GIVEN TASK —
Reproduce the entire listing word for word.

--- Start EXERCISE MATERIALS ---

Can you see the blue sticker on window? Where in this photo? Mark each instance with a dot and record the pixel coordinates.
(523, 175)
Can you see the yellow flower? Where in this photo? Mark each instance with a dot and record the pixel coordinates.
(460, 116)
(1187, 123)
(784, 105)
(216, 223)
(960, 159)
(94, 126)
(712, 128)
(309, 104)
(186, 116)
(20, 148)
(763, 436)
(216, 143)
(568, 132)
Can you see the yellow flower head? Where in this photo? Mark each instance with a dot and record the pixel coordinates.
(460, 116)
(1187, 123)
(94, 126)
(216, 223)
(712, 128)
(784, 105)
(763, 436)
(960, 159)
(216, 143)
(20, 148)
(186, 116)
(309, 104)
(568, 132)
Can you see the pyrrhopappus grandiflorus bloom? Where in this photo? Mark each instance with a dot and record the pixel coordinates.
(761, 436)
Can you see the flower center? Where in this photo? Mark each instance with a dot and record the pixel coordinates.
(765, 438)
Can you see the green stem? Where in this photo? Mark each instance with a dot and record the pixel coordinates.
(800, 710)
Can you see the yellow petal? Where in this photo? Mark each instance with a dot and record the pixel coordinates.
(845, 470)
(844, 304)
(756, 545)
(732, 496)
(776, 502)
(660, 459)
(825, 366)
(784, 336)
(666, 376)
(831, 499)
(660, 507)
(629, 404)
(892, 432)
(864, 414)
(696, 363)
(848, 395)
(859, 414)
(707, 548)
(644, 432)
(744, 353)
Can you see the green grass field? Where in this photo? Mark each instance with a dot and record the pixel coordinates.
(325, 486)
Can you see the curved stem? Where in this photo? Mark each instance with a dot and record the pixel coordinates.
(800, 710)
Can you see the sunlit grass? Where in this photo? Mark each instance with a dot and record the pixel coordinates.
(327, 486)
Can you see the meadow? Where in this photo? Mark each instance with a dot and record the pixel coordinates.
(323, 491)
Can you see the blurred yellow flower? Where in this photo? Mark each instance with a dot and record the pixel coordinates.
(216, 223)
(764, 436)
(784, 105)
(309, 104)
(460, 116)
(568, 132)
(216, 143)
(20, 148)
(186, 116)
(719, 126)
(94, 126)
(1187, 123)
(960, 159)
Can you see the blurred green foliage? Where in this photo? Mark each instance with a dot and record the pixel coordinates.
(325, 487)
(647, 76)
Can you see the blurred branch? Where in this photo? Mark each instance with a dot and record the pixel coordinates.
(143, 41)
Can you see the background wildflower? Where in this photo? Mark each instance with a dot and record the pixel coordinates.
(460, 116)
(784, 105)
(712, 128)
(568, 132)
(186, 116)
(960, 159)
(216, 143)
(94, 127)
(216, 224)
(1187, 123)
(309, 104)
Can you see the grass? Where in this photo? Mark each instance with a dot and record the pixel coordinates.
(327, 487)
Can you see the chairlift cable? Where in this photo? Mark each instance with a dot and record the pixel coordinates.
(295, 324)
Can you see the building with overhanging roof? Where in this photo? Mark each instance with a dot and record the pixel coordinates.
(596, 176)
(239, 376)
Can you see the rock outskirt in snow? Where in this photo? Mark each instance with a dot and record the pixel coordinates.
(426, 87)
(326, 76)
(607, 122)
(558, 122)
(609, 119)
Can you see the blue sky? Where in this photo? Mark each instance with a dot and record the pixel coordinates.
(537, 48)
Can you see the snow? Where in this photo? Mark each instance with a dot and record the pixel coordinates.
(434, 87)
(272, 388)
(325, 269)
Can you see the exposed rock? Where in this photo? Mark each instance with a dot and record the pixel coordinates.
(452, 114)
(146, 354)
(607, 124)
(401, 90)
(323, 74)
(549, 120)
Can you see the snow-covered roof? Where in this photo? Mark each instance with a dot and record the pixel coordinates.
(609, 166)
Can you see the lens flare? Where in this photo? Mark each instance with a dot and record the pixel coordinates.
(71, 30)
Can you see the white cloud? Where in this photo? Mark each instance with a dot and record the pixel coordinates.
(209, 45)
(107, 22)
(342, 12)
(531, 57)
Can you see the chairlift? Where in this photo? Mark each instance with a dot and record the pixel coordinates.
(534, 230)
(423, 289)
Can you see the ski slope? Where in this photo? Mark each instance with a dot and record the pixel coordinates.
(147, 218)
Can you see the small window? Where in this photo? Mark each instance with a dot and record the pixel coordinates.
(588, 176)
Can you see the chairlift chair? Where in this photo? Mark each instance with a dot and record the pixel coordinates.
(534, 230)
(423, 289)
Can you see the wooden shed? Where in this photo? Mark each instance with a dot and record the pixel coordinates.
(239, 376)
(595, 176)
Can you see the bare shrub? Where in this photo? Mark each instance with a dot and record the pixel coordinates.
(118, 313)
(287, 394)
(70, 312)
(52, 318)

--- End EXERCISE MATERIALS ---

FINAL RESULT —
Can you see the blue sticker on window? Where in this photo? Mark each instance with a dot and record the pixel coordinates.
(523, 175)
Can you see the yellow flower? Where in this photo? Mark each instance with a dot and record the pixel coordinates.
(460, 116)
(1187, 123)
(784, 105)
(216, 223)
(960, 159)
(94, 126)
(712, 128)
(309, 104)
(186, 116)
(20, 148)
(763, 436)
(216, 143)
(568, 132)
Can you see the yellow flower head? Where in this photo? Mark each instance with a dot and record the pixel coordinates.
(460, 116)
(1187, 123)
(94, 126)
(216, 223)
(712, 128)
(784, 105)
(763, 436)
(960, 159)
(216, 143)
(20, 148)
(186, 116)
(309, 104)
(568, 132)
Can you see the pyrrhopappus grandiflorus bloom? Where in this photo? Mark each instance with a dot and record the pixel coordinates.
(761, 436)
Can you see the flower center? Where in this photo? Mark each instance with a dot and record the pixel coordinates.
(765, 438)
Can you see the green stem? Where in this photo? Mark each instance with a dot and record the pixel coordinates.
(800, 710)
Can you see the yellow petal? Where in this photo? Mark each instance with a dot and record the pixel coordinates.
(845, 470)
(844, 304)
(756, 545)
(732, 496)
(776, 502)
(660, 459)
(825, 366)
(784, 336)
(666, 376)
(831, 499)
(660, 507)
(629, 404)
(892, 432)
(864, 414)
(696, 363)
(848, 395)
(859, 414)
(707, 548)
(644, 432)
(744, 353)
Can you see the green grass field? Where in this photo? Mark each instance with a dot and record the pixel coordinates.
(325, 486)
Can you see the curved stem? Where in this photo? Mark each instance with a dot and record the pixel coordinates.
(800, 710)
Can you see the sunlit grass? Where in this photo? Mark each instance with a dot and record the pixel coordinates.
(327, 486)
Can you see the meadow? Where in this photo? Mark each instance with a dot and record the pixel coordinates.
(323, 491)
Can you see the blurred yellow flower? Where in this photo? Mark each instance with a dot and record the pixel coordinates.
(216, 223)
(764, 436)
(784, 105)
(309, 104)
(460, 116)
(568, 132)
(216, 143)
(20, 148)
(186, 116)
(719, 126)
(94, 126)
(1187, 123)
(960, 159)
Can you see the blurred green foliage? Where in this photo? Mark each instance with a dot and record the pixel coordinates.
(325, 487)
(647, 76)
Can you see the blurred branch? Where in this photo? Mark each instance with a dot and record the pixel coordinates.
(143, 41)
Can you see the background wildflower? Where in this photo? Mark each instance with a dot and record the pixel coordinates.
(460, 116)
(784, 105)
(712, 128)
(568, 132)
(186, 116)
(960, 159)
(216, 143)
(94, 127)
(216, 224)
(1187, 123)
(309, 104)
Can you see the grass? Where in this photo? Mark each instance with a dot and record the pixel coordinates.
(327, 487)
Can you see the chairlift cable? Where in this photo? Mark each instance with a dot and record the pixel coordinates.
(295, 324)
Can you see the building with overhanging roof? Where in this photo? Mark each instance with a dot and record the pixel coordinates.
(596, 176)
(239, 376)
Can you see the rock outskirt in snow? Where in this photo? Mark each instance with a dot and record the pixel coordinates.
(426, 87)
(326, 76)
(607, 122)
(558, 122)
(609, 119)
Can you see the blue sky? Where in this photo? Mark each instance with a dot and record the pixel coordinates.
(537, 48)
Can you see the snow? Where in this photo? Mark each instance with a dot and record the pixel coordinates.
(434, 87)
(272, 388)
(325, 269)
Can you see the exposed rock? Where in this photo? Mark each instance with a dot and record the pixel coordinates.
(452, 114)
(146, 354)
(607, 124)
(401, 90)
(323, 74)
(549, 120)
Can you see the snow-covered roof? Where in this photo? Mark each instance with a dot and record the pixel coordinates.
(609, 166)
Can you see the lens flare? Where in this photo? Mark each instance with a dot and record the pixel coordinates.
(71, 30)
Can you see the white cloud? Where in this photo? Mark each instance with a dot and record the pixel coordinates.
(209, 45)
(107, 22)
(342, 12)
(531, 57)
Can you see the chairlift? Where in this photo? Mark each instance with a dot and record the pixel coordinates.
(534, 230)
(423, 289)
Can you see the ski slope? Where in this photo? Mark each instance with a dot and record the pixel coordinates.
(147, 218)
Can you see the small window? Where in this photo? Mark each instance with a dot and record the pixel coordinates.
(588, 176)
Can you see the chairlift chair? Where in this photo? Mark each instance with a dot and record the pixel coordinates.
(534, 230)
(423, 289)
Can you see the wooden shed? Where in this photo? Mark each instance with a dot and record the pixel coordinates.
(239, 376)
(595, 176)
Can you see the bare shrub? Where in this photo? Mark each instance with a dot and record the pixel coordinates.
(118, 313)
(287, 394)
(70, 312)
(52, 318)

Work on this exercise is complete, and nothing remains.